Fragmento proporcionado —
◆ ◆ ◆
Después de nuestra convivencia en Roma volví a encontrarlo en la ciudad de México. Él trabajaba ya en la Comisión Episcopal de Pastoral Social, mientras que yo pertenecía a un equipo de derechos humanos y coincidimos en un encuentro promovido por la organización del Episcopado Alemán, Misereor, que financiaba proyectos de desarrollo en países del Tercer Mundo.
Fue un reencuentro amistoso que, además, podría haber tenido resultados de colaboración en nuestros respectivos trabajos, pues la oficina del Episcopado Mexicano en la que él trabajaba estaba interesada en entablar contactos con las organizaciones de derechos humanos que fueran de la iglesia católica o que, como en el caso de mi organización, estuviera basada en principios cristianos, de manera que pudiera provocarse una sinergia que aglutinara esfuerzos en una misma dirección.
Yo me manifesté un poco escéptico ante la propuesta. Mi experiencia con las altas autoridades eclesiásticas no había sido del todo satisfactoria en el campo de la defensa de los derechos humanos. Entonces volví a escuchar al Viejo Athié y su alma conciliatoria. Como en nuestras antiguas conversaciones en el Colegio Mexicano de Roma, él me tomó del brazo y me dijo que confiara en la buena voluntad de los obispos. Que a pesar de las dificultades que yo hubiera podido tener en mi trabajo con algún o algunos obispos, debía tener la confianza de que muchos otros pastores mexicanos estaban dispuestos a asumir el trabajo de la defensa de los derechos humanos como parte integral de la evangelización.
◆ ◆ ◆
Instrucción A — Reescribe el fragmento sobre el reencuentro en la ciudad de México desde "Después de nuestra" hasta "del Tercer Mundo.", cambiando "Tercer Mundo" por "mundo en desarrollo".

Registros de origen —
◆ ◆ ◆
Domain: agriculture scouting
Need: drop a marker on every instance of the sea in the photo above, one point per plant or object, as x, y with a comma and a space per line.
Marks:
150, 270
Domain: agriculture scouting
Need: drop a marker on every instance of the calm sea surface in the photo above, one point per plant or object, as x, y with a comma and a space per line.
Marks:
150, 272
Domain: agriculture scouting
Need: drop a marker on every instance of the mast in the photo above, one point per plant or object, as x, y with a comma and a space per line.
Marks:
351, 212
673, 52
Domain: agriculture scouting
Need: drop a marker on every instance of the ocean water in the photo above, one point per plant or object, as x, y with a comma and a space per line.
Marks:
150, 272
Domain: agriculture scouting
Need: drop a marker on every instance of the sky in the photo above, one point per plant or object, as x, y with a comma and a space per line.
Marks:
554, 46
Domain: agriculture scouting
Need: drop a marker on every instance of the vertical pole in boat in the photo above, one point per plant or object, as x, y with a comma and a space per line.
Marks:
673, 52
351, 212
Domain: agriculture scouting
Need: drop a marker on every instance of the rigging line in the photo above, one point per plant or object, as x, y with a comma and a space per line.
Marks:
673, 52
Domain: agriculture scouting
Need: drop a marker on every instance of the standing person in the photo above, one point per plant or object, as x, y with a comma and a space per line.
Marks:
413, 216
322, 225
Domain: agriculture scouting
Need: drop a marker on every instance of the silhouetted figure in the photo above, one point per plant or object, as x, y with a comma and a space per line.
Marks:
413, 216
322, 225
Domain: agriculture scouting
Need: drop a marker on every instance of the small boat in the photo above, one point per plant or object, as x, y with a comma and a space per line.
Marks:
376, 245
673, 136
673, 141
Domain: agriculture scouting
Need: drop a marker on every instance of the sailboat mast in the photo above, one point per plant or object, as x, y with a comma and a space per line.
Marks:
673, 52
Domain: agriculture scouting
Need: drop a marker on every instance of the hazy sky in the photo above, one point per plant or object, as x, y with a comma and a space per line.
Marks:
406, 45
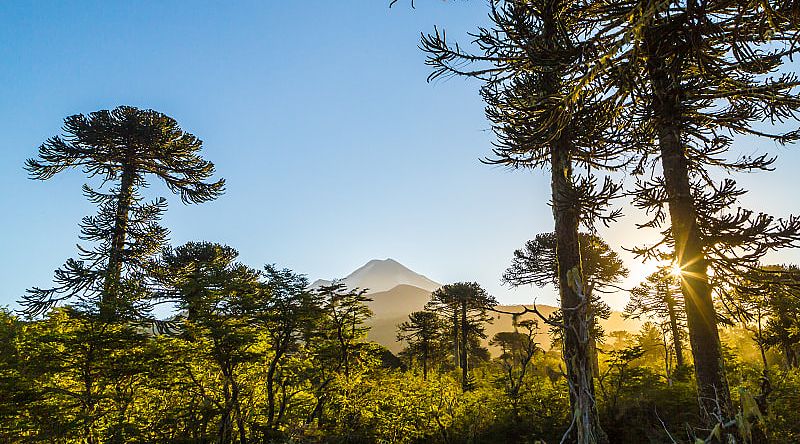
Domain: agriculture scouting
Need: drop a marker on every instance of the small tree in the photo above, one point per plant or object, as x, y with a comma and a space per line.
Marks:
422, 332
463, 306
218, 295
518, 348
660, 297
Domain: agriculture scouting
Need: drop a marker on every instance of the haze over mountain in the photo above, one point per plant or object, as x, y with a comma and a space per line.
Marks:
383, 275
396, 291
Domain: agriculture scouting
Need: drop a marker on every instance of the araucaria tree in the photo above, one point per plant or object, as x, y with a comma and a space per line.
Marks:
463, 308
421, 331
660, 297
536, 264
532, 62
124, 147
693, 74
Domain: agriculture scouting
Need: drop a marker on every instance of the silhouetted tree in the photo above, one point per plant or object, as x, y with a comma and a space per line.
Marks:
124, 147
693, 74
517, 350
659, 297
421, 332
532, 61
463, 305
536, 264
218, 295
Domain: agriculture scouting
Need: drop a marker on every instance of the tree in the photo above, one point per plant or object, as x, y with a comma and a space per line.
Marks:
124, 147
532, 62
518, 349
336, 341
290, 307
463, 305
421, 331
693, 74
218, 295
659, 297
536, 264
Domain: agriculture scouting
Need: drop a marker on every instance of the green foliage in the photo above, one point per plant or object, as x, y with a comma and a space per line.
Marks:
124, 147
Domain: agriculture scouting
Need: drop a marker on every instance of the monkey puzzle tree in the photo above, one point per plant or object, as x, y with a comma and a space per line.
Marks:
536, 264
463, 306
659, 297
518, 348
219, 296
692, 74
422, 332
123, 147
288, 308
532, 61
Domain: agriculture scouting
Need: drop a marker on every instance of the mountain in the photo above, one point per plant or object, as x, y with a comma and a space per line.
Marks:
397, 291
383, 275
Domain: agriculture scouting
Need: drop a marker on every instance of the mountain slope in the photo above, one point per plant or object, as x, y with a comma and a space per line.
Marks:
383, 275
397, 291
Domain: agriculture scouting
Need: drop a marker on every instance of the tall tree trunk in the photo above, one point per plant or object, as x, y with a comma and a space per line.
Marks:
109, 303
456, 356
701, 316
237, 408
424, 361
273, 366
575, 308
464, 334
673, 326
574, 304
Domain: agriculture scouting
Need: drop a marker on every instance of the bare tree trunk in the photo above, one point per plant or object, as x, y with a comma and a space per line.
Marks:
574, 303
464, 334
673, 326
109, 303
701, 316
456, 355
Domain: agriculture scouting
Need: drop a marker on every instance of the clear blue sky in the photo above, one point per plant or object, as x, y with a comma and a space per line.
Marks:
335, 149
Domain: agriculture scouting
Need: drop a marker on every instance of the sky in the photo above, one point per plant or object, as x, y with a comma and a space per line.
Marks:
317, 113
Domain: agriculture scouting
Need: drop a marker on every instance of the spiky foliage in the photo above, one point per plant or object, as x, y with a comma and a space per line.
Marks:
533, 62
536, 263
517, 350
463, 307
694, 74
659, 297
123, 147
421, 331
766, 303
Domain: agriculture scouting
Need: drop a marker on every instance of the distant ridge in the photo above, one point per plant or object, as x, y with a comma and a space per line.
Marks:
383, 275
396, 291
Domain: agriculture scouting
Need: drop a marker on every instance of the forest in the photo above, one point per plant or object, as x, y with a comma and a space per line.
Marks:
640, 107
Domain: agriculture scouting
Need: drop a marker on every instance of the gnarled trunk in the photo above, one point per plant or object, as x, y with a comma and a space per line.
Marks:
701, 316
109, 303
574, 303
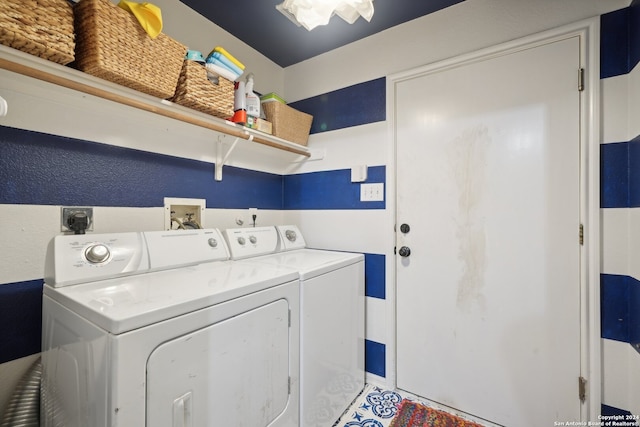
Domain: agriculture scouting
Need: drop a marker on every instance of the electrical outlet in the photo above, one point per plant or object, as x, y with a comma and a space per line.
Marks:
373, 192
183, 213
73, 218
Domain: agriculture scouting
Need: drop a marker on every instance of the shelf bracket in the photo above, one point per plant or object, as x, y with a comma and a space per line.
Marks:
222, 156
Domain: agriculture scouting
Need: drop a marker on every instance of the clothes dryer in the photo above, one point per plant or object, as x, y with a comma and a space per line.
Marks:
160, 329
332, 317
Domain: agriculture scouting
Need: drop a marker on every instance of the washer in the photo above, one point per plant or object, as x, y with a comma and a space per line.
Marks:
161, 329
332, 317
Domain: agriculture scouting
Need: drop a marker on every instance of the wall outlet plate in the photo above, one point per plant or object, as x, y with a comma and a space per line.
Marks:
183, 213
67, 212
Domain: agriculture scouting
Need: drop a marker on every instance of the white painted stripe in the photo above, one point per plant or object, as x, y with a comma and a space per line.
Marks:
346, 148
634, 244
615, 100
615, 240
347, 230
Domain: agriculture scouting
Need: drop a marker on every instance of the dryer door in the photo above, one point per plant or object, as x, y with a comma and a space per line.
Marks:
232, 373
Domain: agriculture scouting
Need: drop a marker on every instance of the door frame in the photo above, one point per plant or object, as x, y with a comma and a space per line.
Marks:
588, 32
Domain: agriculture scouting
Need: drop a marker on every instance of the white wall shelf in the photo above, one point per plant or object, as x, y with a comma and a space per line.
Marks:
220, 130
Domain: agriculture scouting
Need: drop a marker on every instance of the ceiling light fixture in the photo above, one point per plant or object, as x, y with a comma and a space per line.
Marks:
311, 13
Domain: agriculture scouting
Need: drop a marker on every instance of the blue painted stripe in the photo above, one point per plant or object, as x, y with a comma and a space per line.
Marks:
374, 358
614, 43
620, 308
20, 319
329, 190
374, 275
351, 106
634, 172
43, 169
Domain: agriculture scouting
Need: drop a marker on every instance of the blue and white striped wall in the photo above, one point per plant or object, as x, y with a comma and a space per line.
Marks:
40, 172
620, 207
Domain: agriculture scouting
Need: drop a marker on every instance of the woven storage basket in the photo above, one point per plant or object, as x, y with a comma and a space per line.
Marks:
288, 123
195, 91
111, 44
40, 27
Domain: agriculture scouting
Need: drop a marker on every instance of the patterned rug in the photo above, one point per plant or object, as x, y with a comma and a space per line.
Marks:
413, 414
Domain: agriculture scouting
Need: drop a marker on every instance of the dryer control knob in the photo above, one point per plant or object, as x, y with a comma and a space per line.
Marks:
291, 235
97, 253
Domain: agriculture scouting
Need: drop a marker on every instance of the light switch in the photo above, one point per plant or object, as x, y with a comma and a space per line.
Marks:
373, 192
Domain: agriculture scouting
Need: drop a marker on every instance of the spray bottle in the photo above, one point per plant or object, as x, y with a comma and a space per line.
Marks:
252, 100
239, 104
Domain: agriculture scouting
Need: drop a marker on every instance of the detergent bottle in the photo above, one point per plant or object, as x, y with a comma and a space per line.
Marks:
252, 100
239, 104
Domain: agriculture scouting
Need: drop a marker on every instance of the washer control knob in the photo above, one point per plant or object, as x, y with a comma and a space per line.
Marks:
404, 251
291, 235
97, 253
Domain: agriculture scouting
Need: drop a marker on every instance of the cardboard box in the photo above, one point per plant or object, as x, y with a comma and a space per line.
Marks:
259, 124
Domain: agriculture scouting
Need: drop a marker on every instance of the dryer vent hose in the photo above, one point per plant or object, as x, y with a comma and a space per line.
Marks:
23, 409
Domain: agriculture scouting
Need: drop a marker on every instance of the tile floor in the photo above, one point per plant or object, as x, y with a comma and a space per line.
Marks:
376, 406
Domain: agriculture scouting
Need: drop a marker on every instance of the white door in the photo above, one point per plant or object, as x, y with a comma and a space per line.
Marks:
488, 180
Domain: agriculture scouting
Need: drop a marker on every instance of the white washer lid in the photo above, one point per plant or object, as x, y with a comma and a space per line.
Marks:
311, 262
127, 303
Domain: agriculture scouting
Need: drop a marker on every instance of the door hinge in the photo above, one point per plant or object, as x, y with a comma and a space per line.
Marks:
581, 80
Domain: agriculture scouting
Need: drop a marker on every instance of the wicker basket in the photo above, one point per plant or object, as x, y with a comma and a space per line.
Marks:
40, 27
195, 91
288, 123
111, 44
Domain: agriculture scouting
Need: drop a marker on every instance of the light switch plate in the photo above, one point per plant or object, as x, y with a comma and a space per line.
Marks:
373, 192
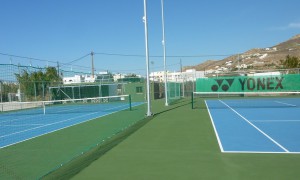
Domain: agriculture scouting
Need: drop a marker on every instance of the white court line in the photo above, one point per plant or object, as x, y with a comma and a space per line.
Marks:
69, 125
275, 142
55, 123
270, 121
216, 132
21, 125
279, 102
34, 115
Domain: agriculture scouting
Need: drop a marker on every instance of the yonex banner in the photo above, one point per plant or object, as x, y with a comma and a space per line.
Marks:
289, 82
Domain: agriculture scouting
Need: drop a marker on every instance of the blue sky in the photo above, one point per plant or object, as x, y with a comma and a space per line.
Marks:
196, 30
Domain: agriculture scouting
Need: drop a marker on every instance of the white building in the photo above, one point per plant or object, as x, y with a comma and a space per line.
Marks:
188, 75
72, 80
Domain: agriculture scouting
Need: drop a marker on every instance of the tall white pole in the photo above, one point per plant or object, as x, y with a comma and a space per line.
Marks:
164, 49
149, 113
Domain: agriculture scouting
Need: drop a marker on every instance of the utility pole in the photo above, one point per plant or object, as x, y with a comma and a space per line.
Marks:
◆ ◆ ◆
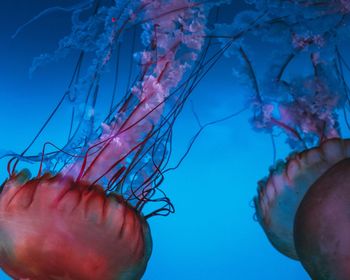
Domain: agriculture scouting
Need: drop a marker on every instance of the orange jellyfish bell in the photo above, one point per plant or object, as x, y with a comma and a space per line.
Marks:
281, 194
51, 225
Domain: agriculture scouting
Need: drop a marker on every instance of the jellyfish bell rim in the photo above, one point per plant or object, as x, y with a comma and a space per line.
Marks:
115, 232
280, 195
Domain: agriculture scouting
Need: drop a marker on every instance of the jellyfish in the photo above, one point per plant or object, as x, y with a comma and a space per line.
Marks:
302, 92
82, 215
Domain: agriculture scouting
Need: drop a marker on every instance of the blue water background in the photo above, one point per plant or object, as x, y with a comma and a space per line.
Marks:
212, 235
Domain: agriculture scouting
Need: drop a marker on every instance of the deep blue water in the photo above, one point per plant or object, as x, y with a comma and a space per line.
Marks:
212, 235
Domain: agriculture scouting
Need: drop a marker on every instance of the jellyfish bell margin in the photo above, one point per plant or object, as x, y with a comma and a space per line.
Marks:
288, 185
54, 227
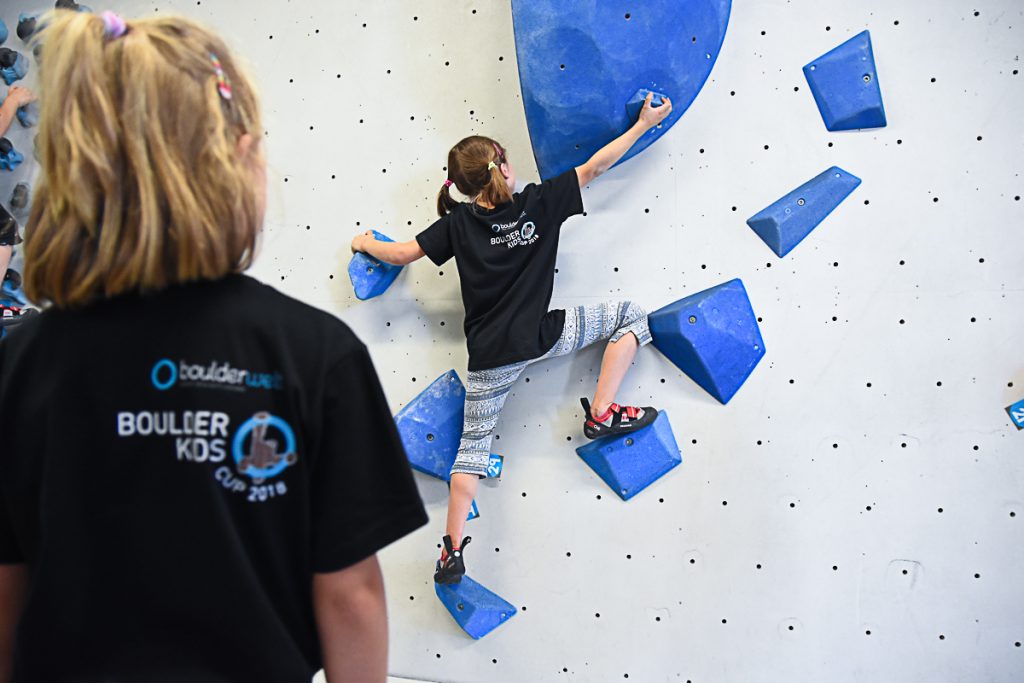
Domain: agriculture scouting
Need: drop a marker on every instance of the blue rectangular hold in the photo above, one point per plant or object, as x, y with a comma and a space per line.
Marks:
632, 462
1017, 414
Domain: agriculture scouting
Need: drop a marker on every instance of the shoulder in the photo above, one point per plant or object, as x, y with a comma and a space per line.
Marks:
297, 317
◆ ◆ ◆
Instrucción B — Reproduce cada línea de los registros que contenga la palabra "foliage".

Respuesta A —
Después de nuestra convivencia en Roma volví a encontrarlo en la ciudad de México. Él trabajaba ya en la Comisión Episcopal de Pastoral Social, mientras que yo pertenecía a un equipo de derechos humanos y coincidimos en un encuentro promovido por la organización del Episcopado Alemán, Misereor, que financiaba proyectos de desarrollo en países del mundo en desarrollo.

Respuesta B —
Need: drop a marker on every instance of the green foliage in the photo above, one point per plant or object, as x, y with a comma and a space per line.
Need: drop a marker on every instance of the spiky foliage in the photo above, one point per plant or object, as x, y with a comma and a space per line.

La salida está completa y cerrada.